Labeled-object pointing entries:
===============

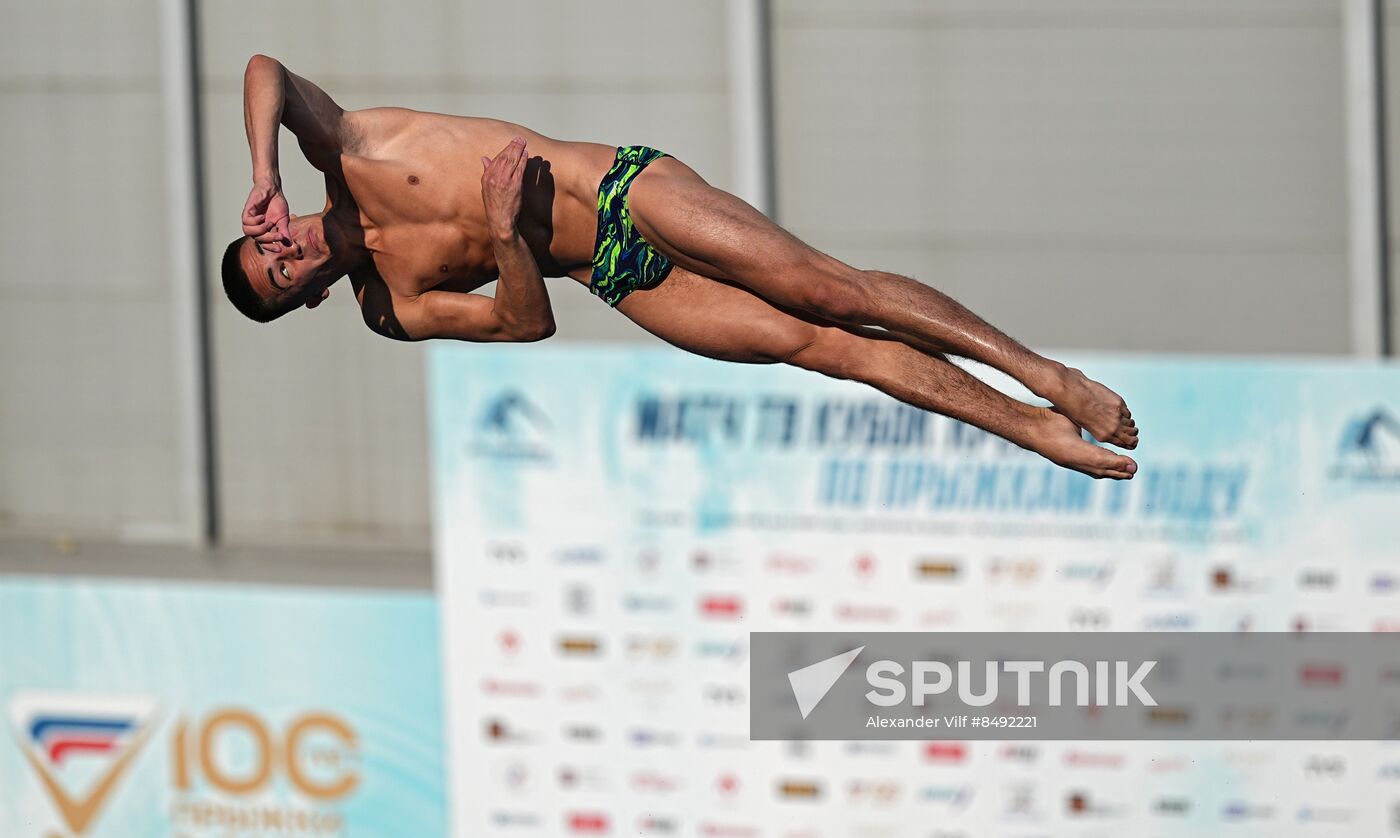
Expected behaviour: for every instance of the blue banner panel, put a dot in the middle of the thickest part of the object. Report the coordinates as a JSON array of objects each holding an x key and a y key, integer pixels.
[{"x": 151, "y": 709}]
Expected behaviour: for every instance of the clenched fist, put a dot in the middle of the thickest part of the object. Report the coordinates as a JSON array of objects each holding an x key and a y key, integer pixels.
[
  {"x": 266, "y": 217},
  {"x": 501, "y": 185}
]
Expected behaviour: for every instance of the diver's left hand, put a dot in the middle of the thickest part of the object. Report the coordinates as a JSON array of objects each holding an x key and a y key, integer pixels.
[
  {"x": 503, "y": 181},
  {"x": 266, "y": 217}
]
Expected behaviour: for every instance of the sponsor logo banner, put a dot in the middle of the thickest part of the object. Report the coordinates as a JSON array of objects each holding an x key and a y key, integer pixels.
[
  {"x": 1071, "y": 686},
  {"x": 167, "y": 709}
]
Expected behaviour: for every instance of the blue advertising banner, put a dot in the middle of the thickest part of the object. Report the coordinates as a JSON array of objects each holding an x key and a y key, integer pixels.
[
  {"x": 613, "y": 522},
  {"x": 151, "y": 709}
]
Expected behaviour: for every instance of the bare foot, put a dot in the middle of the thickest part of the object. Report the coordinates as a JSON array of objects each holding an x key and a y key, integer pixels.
[
  {"x": 1094, "y": 407},
  {"x": 1057, "y": 439}
]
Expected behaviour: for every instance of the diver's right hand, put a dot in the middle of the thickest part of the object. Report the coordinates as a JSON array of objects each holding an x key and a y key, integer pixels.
[{"x": 266, "y": 217}]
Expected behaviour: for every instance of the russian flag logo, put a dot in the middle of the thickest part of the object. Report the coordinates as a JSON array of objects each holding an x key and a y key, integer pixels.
[{"x": 80, "y": 746}]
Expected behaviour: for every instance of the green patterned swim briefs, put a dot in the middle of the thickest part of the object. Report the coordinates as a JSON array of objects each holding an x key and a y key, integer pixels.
[{"x": 623, "y": 262}]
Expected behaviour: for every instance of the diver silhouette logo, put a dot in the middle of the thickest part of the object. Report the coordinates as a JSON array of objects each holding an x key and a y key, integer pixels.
[
  {"x": 1369, "y": 448},
  {"x": 812, "y": 683},
  {"x": 513, "y": 414},
  {"x": 83, "y": 742},
  {"x": 513, "y": 427}
]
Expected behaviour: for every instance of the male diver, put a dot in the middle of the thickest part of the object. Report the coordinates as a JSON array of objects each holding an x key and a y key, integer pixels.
[{"x": 416, "y": 231}]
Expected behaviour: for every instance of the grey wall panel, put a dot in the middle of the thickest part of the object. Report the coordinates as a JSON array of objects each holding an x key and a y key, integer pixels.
[
  {"x": 1150, "y": 176},
  {"x": 1392, "y": 90},
  {"x": 321, "y": 421},
  {"x": 87, "y": 382}
]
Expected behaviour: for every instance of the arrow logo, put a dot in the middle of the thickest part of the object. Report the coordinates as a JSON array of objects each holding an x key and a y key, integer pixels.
[{"x": 812, "y": 683}]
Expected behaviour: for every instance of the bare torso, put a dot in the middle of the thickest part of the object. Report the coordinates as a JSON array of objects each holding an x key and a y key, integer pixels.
[{"x": 415, "y": 179}]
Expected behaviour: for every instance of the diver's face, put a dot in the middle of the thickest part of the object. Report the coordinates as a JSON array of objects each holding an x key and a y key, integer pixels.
[{"x": 297, "y": 270}]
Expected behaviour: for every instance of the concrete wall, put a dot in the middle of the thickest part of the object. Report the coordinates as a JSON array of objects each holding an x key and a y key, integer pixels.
[
  {"x": 1088, "y": 174},
  {"x": 87, "y": 406}
]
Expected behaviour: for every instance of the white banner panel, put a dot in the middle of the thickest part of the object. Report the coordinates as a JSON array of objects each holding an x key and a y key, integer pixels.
[{"x": 612, "y": 523}]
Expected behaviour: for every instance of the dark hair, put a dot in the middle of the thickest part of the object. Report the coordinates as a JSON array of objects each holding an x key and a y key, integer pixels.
[{"x": 242, "y": 294}]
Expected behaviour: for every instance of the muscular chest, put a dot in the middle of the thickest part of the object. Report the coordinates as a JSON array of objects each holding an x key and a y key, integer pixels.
[{"x": 424, "y": 224}]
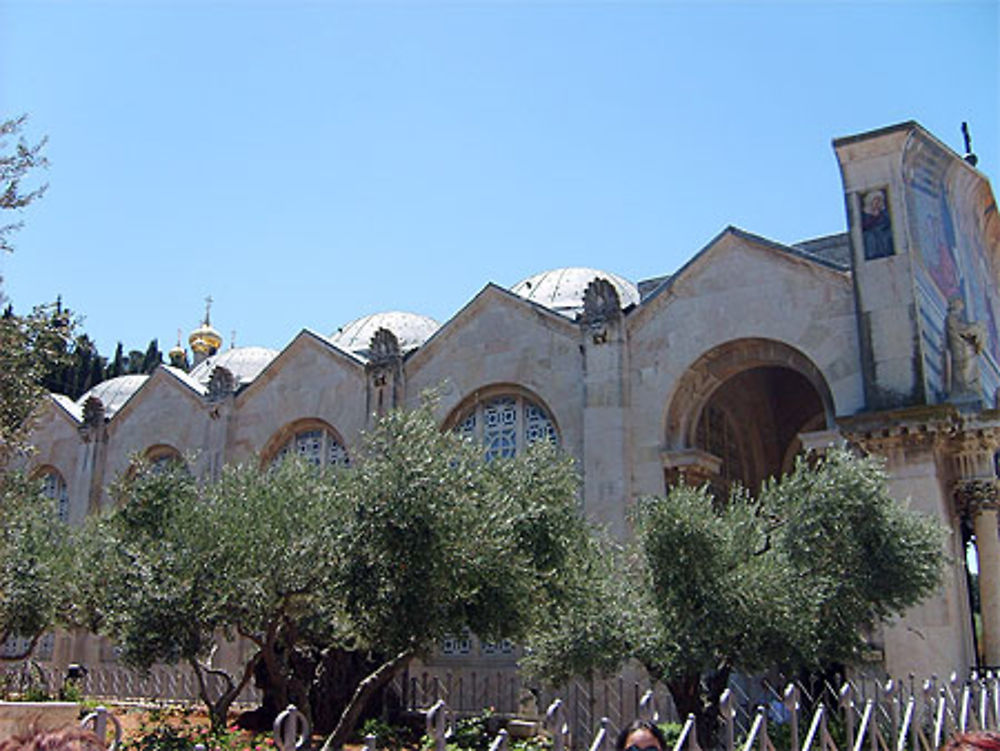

===============

• THE EXERCISE:
Copy every line of the listing above word for word, omitting the pictures.

• RESPONSE BELOW:
Expected behaviour: for every instance of the blue banner panel, put a dot in the middle of the thickest part of the object. Report the coordinates as a JSON array of objects each holding an x key and a y key, integer pixels.
[{"x": 151, "y": 709}]
Expected behaviour: for every instance of the clenched fist, put a dot in the middle of the thickest part of the object. Report the coordinates as a JSON array of objects each holding an x key and a y key, integer pixels.
[
  {"x": 266, "y": 217},
  {"x": 501, "y": 185}
]
Expected behaviour: for every instance of the diver's left hand, put a dot in the middle of the thickest part of the object. Report the coordinates as a JSON array of objects each holding an x key and a y key, integer pixels.
[
  {"x": 503, "y": 181},
  {"x": 266, "y": 217}
]
Expected behaviour: for every instance of the sponsor logo banner, put a dot in the middle of the thickest part of the object. Report the coordinates as a JSON array of objects each holding an x key and a y key, integer pixels.
[
  {"x": 1071, "y": 686},
  {"x": 167, "y": 709}
]
Expected behaviour: for every instance of the blue advertising banner, put a dot in the middle of the thickest part of the object. Report the coordinates as a JSON array of objects each holding an x key and a y key, integer pixels.
[
  {"x": 613, "y": 522},
  {"x": 151, "y": 709}
]
Expected behaviour: for every instance of the bare foot, put a dot in the middle of the thickest part of the object. Report the coordinates as a JSON array of objects each holding an x key and a y key, integer pixels.
[
  {"x": 1094, "y": 407},
  {"x": 1057, "y": 439}
]
Expected behaviour: for every instance of the diver's right hand, put a dot in the middle of the thickest part of the object. Report the coordinates as a JSON array of objects each holding an x key and a y key, integer pixels.
[{"x": 266, "y": 217}]
Expected behaviour: for every instance of the russian flag logo, put a dot in the middle of the thickest part of the object. Report the coordinates as a JSON array of objects each holding an x key and a y key, integer pixels.
[{"x": 80, "y": 746}]
Expected behaviour: for every instance of the green patterned swim briefs, put a dot in the middle of the thickest part of the object. Report the coordinates as a JSON array of objects each holding an x key and a y key, integer pixels.
[{"x": 623, "y": 262}]
Expected behaviour: for every instance of the diver silhouette logo, put a dot in the middle of the thickest part of the object. Report the coordinates as a JSON array of objects each holding an x key and a y key, integer pixels.
[
  {"x": 1369, "y": 448},
  {"x": 812, "y": 683},
  {"x": 513, "y": 414},
  {"x": 83, "y": 742},
  {"x": 513, "y": 427}
]
Expected behaviour: for every instance of the male diver, put a dot in the middle of the thickest part of the object. Report the coordinates as a JSON array of objects each holding an x key and a y key, integer pixels.
[{"x": 416, "y": 231}]
Expected behaviour: for every instance of the grey wall panel, put a dot in the middle of the thickest part of the object. Report the coordinates as a JSON array of objects each holding an x key and a y key, integer pixels.
[
  {"x": 1150, "y": 176},
  {"x": 1392, "y": 90},
  {"x": 321, "y": 421},
  {"x": 87, "y": 382}
]
Expected behaviour: for every instance of the arrow logo, put a dot in the middle of the thickest part of the object. Report the coordinates as a JSON array of objects each holding an x key and a y key, integer pixels.
[{"x": 812, "y": 683}]
Expected behaviour: for every instance of the bare torso, put a dot in the middle of the thickest part of the object. Report the coordinates as a JSON array of objects each holding an x key and a y key, integer pixels.
[{"x": 415, "y": 179}]
Expected behaviour: for every instance of the diver's face, put a dot in the middle of the thickest part of the object. Report the coordinates as a JSON array of objects each holding an x key and a y key, integer pixels.
[{"x": 297, "y": 270}]
Expected behaviour: for every instance of the concrete wall, put a dot in the middle of the thickest part of the object. Report the coordinates as a JSON array of objects each holding an x key and a y key, integer pixels.
[
  {"x": 1088, "y": 174},
  {"x": 87, "y": 406}
]
Expected behaviour: for every instance of the white banner panel, put a dot in the middle of the thickest part of the object. Report the coordinates as a JSON array of objects each holding an x key and a y key, integer pixels.
[{"x": 612, "y": 523}]
Expected behaviour: for every instance of the dark hair, put a dot in the middle of the thickest part of the object. Report the coordinates as a JSON array of objects each holding an x key and a y key, integer pixels.
[{"x": 242, "y": 294}]
Expected behaviour: for every instance of the muscular chest, put a dot in the middle of the thickest part of the object. Report the coordinates as a JSON array of objects each holding an x key and a y key, integer pixels.
[{"x": 424, "y": 224}]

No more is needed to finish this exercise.